# [Task directions]
Starting at the line that has "Could you mark the car" and going through the end of the items, write those lines out again with "side mirror" switched to "wing mirror" and nothing else changed.

# # # # # # #

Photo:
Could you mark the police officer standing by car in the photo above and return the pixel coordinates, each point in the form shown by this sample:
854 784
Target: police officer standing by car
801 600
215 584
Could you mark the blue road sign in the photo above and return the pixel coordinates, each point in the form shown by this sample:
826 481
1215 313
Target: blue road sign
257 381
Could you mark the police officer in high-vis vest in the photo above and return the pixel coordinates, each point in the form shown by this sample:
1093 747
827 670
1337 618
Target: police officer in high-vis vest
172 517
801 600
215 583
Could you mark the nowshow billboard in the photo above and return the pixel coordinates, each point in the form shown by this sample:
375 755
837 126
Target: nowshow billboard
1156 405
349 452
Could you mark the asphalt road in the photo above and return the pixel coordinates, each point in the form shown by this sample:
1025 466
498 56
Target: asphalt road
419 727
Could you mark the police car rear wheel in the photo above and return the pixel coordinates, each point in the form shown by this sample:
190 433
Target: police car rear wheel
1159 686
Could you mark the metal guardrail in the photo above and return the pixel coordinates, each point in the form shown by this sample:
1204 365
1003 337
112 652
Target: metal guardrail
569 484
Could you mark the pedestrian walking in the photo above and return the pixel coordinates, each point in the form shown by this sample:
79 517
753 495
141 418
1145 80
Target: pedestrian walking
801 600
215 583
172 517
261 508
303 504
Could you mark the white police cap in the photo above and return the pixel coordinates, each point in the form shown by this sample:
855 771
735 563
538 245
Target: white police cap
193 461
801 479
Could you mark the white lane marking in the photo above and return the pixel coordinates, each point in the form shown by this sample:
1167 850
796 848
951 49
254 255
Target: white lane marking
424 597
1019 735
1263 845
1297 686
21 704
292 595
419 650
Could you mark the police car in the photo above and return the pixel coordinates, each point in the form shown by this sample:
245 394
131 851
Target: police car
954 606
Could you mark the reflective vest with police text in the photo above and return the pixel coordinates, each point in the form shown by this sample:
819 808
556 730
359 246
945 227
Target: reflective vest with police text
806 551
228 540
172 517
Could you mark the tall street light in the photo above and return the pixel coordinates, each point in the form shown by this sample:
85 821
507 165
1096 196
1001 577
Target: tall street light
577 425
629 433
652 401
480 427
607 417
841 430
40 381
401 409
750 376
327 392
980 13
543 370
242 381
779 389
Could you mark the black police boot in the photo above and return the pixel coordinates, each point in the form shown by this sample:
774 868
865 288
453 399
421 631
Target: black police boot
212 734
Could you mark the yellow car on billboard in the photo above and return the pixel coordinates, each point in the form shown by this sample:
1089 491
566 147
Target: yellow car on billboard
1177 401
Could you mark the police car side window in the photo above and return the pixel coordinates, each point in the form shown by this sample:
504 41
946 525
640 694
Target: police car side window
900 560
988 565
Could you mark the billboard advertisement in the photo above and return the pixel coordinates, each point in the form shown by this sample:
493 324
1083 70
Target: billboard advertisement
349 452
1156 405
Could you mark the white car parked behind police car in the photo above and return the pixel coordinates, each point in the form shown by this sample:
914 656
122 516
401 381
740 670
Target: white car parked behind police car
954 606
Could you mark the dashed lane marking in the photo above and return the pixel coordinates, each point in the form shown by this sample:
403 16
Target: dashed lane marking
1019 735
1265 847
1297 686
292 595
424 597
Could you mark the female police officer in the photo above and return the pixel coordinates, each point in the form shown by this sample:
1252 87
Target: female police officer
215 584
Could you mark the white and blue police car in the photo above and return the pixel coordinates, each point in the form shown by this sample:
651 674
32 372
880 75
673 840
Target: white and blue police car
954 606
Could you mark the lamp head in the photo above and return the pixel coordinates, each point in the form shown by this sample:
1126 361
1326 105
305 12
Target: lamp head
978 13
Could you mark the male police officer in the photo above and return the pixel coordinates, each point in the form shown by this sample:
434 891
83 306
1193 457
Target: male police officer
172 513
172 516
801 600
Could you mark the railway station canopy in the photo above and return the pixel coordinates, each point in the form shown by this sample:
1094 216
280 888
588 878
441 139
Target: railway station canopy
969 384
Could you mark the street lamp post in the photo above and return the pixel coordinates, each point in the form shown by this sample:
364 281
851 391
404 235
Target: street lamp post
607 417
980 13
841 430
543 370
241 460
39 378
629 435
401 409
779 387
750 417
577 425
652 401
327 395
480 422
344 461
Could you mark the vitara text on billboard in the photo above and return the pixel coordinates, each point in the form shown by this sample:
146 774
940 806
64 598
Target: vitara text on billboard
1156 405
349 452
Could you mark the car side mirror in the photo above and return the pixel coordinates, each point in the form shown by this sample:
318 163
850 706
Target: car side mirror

# # # # # # #

# [Answer to the exercise]
Could you mark the car wing mirror in the photo above and return the pixel coordinates, each point in the form shown by this sample:
318 163
850 706
Target: car wing mirror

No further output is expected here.